DOCUMENT:
The object-oriented paradigm of computer science drives the design parameters governing learning objects. Reusability is the core of learning object as a design option – the other aspects including non-linearity, generativity and adaptivity – stem from this primary principle. In order to be reusable the learning object needs to be ‘combined’ with other objects to make an ‘instructional block’. According to six of the standard 2*4 blocks can be combined in 102, 986,500 ways. This is the basis for the ‘theory neutrality’ of learning object design principles. Consider this in view of the assertion: narrative structure is fundamental to comprehension (Mandler and DeForest, 1979). Further research proves that comprehension and learning can/will be undermined in certain forms of multimedia where a clear narrative structure is absent (Plowman, 1992). This contradiction points to a problem. Can we combine any learning object with any other and create curricula and courseware? One would think not.

The problem with the hypothesis of ‘theory neutrality’ of objects and the resultant pointer to absolute non-linearity in courseware development is that it does not focus on two important aspects of instructional design – scope and sequence in object properties and behaviour. The scope of an object determines its size. Its internal sequence dictates how it allows itself to be combined with other objects. It is for this reason that the metaphor of an atom (Wiley, 2000) scores over the Lego metaphor. It is important to note that

Not every atom is combinable with every other atom

Atoms can be assembled in certain structures prescribed by their own internal structure

Some training is required in order to assemble atoms.

Here is a diagrammatic representation of the two metaphors:

Figure 1: Learning objects: the LEGO metaphor versus the atom metaphor

While departing from the current claims of software vendors and standalone bodies such as Learning Object Metadata Working Group, Wiley’s perspective on learning object design is more in line with the work in the domains of instructional design theories (Reigeluth, 1999, van Merrienboer, 1997).

EXERCISE TASKS:
a - Reproduce word for word the portion of the passage on learning objects starting with "Not every atom" and going on through "to assemble atoms.".
b - Extend the passage on learning object design by writing what comes next, beginning after its final sentence.

[Stored dataset items]
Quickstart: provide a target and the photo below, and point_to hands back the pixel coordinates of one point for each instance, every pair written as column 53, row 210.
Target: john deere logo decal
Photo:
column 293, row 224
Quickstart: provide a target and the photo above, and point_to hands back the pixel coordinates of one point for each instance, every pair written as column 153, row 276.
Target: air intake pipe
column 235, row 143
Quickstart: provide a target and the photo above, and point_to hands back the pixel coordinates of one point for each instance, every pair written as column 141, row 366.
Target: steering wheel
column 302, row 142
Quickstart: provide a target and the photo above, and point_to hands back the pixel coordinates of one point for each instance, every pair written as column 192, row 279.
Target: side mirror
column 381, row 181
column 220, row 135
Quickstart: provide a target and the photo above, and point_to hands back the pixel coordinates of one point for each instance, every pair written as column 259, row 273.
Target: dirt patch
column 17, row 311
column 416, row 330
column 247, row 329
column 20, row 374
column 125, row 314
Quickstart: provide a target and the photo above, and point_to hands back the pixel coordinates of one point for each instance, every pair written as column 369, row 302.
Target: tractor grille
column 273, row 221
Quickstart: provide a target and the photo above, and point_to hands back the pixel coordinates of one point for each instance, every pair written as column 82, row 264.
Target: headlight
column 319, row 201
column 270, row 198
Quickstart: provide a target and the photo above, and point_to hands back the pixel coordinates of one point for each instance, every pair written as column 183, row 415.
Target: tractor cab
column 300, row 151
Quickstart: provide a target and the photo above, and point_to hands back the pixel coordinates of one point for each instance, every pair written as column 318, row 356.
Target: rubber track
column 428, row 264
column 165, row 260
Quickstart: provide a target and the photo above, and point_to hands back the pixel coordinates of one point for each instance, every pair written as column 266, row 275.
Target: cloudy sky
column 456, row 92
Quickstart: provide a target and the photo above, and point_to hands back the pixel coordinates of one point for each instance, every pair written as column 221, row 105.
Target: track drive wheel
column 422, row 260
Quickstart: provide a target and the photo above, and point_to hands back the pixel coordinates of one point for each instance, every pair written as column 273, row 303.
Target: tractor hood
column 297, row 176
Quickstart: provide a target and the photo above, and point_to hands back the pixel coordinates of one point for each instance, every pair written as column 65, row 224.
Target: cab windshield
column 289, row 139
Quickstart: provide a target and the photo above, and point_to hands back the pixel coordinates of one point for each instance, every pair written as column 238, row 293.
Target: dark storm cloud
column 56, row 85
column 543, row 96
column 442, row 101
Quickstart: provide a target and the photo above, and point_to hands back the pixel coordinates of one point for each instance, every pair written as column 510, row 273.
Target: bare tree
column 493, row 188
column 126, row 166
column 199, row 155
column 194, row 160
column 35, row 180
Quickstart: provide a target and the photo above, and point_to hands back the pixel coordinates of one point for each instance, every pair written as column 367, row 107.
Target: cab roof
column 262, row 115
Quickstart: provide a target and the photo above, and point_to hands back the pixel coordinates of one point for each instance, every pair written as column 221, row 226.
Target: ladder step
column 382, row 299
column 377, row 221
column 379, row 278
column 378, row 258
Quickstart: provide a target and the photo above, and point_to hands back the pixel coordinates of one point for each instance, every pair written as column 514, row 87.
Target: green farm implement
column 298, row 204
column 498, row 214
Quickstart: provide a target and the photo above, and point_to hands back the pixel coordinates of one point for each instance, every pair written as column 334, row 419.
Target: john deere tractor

WRITTEN ANSWERS:
a -
Not every atom is combinable with every other atom

Atoms can be assembled in certain structures prescribed by their own internal structure

Some training is required in order to assemble atoms.

b -
It is true that learning through ‘discovery’ and ‘guided discovery’ is best supported by formats with ‘interactive’ elements – whether it is a field trip, the laboratory practical, the home experiment kit or a simulation. The learning process is complete only when it takes the sum of the parts into account. Therefore the learning architecture must reflect a logical construct – no matter where the parts fit into it. The answer to the question ‘how’ they fit must be provided.

The bonding rationale and the internal logic of a given object thus become crucial elements, which represent the fundamental principle of systems theory on which instructional design rests.

While the philosophical framework of ‘openness’ and ‘flexibility’ supports Distance Education and e Learning models it is imperative to take into account that the theoretical structures of sound instruction need to be kept in focus at all times. The concept of ‘Shareable Courseware Object Model’ and the current work in learning object design take e Learning (as a medium) to a far higher level of technological sophistication. However the technology cannot override the instructional rationale underlying curricula which dictates that only certain courses can be combined to make a programme of ‘n’ credits. This is relevant to the context of combining ‘learning objects’ to create bespoke courseware.

As the learning environment changes with the technological developments and the dynamic demands of a knowledge-based workforce, granularity (and thus reusability) has emerged as a significant design consideration. This promotes a combination of cognitive and constructivist models of learning (Duffy & Cunningham, 1996). It is a major step forward from the very first version of self-instructional materials based on the behaviourist and cognitive models (outcomes-based curriculum design practices).

However, the constructivist point of view depends on the inherent logical structure of the whole – while the parts (learning objects, in this case) are contextualised to a degree that their scope and sequence are clearly determined.


If Distance Education models brought in a learner-centred, outcomes-based curriculum design practice, e Learning practice nurtures the constructivist learning environments.

The hypertext structure, the ‘reach’ of the WWW and the training needs of the knowledge-based workforce have taken the teaching-learning far beyond the confines of the campus and the academe. Instructional content now resides as a joint property of the designers/trainers, the learners, the publishing industry and many other stakeholders.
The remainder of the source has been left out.